**Objective 1:** Copy every line of the dataset listing below without any changes.

Contrasting Visions of the Last Man in Nietzsche and Olaf Stapledon

 
 
 
Nietzsche and Olaf Stapledon both had a vision of the last humans ...

 
I. 
 
For Nietzsche, der letzter Mensch is the antithesis of a superior being. 
 
And yet, despite all his flaws and shortcomings, the last man is self-content and represents the culmination of humanity's desire to become the perfect domestic animal: passive, apathetic, averse to risk taking or living dangerously, in favour of all those things beginning with the letter C that Zarathustra so despises; comfort, convenience, and conformity, for example. 
 
The last man simply wants to earn a reasonable living and secure his own health and safety; i.e., self-preservation not self-overcoming is his goal and he cares more about walking the dog than exercising his will to power. He is small and he makes everything around him feel smaller. All that is different from himself - everything alien, queer, or superior - appears to him as criminal, insane, or obscene (in a word, evil).

**Entries from a dataset:**
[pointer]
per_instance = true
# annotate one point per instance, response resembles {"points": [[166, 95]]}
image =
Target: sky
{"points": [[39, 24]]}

**Objective 2:** Translate this sentence from the passage on Nietzsche's last man into Spanish: "He is small and he makes everything around him feel smaller."

**Full answer 1:**
[pointer]
per_instance = true
# annotate one point per instance, response resembles {"points": [[166, 95]]}
image =
Target: sky
{"points": [[39, 24]]}

**Full answer 2:** Es pequeño y hace que todo a su alrededor se sienta más pequeño.